# GIVEN INSTRUCTION
Find every line in the entries below that contains the word "blue" and copy each one out.

# INFORMATION GIVEN
★ ★ ★ ★ ★ ★ ★
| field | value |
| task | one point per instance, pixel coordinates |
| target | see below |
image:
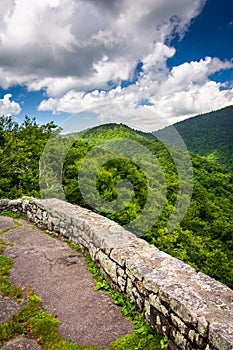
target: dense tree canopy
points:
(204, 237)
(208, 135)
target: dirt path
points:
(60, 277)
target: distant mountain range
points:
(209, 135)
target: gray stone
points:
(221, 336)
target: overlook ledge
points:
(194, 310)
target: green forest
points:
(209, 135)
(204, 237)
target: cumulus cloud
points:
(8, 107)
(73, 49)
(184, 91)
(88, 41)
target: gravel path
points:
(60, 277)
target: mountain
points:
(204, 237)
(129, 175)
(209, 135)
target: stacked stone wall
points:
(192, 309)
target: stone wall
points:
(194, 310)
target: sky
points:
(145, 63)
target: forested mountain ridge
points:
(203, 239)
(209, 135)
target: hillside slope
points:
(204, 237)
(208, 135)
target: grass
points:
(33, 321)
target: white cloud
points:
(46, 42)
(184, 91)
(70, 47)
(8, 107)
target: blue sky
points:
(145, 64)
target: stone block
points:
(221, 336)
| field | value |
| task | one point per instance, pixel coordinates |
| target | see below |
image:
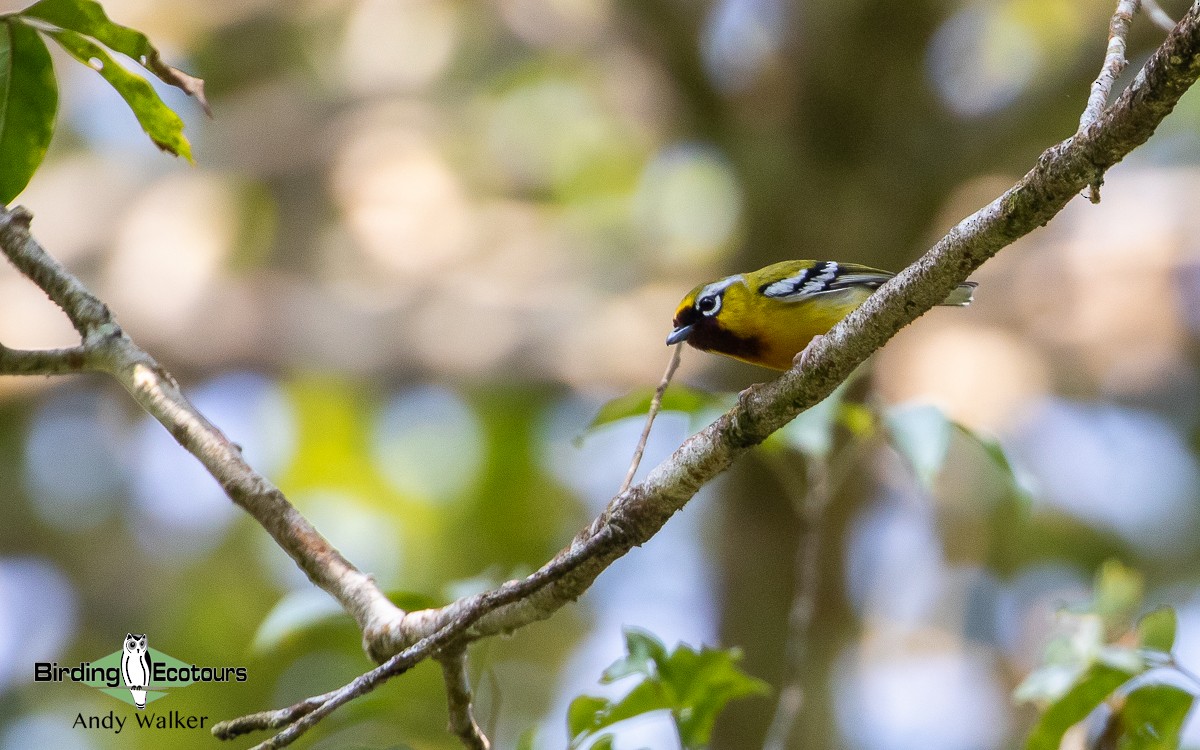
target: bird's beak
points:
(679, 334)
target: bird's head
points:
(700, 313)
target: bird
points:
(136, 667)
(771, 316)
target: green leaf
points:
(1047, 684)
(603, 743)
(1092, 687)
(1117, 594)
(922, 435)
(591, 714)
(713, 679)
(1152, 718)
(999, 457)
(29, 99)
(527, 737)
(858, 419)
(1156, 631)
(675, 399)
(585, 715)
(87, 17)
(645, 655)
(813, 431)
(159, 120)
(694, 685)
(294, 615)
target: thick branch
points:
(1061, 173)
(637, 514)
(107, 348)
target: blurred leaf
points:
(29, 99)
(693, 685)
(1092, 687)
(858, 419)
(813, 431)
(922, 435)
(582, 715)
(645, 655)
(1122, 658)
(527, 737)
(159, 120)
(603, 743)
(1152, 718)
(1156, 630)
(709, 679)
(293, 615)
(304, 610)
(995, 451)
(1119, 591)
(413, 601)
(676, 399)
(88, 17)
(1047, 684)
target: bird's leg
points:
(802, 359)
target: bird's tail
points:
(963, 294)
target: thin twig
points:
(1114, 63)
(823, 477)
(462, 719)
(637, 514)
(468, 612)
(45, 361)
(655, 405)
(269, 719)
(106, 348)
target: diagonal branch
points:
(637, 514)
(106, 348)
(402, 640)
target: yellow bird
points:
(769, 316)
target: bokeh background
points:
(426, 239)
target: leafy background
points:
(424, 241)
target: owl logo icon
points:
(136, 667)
★ ★ ★ ★ ★ ★ ★
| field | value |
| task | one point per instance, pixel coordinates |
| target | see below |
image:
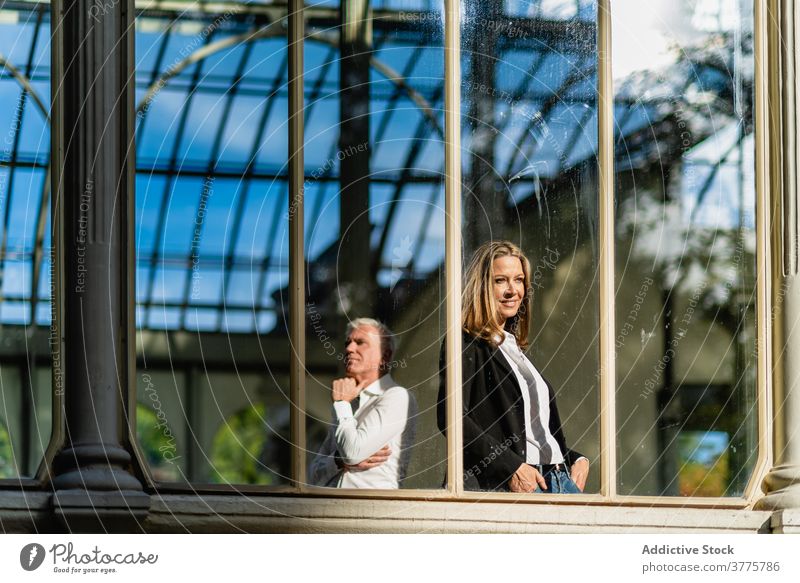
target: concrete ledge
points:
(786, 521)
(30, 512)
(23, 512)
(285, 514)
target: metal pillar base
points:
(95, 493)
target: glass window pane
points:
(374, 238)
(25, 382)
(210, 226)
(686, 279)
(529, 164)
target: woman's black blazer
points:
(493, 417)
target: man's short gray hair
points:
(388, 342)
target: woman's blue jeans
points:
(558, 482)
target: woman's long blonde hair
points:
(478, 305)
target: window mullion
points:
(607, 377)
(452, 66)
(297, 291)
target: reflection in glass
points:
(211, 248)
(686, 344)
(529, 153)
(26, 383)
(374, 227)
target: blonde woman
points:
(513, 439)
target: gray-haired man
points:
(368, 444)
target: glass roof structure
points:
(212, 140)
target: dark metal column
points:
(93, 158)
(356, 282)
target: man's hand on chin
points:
★ ★ ★ ★ ★ ★ ★
# WRITTEN SOLUTION
target: blue sky
target: woman's blue jeans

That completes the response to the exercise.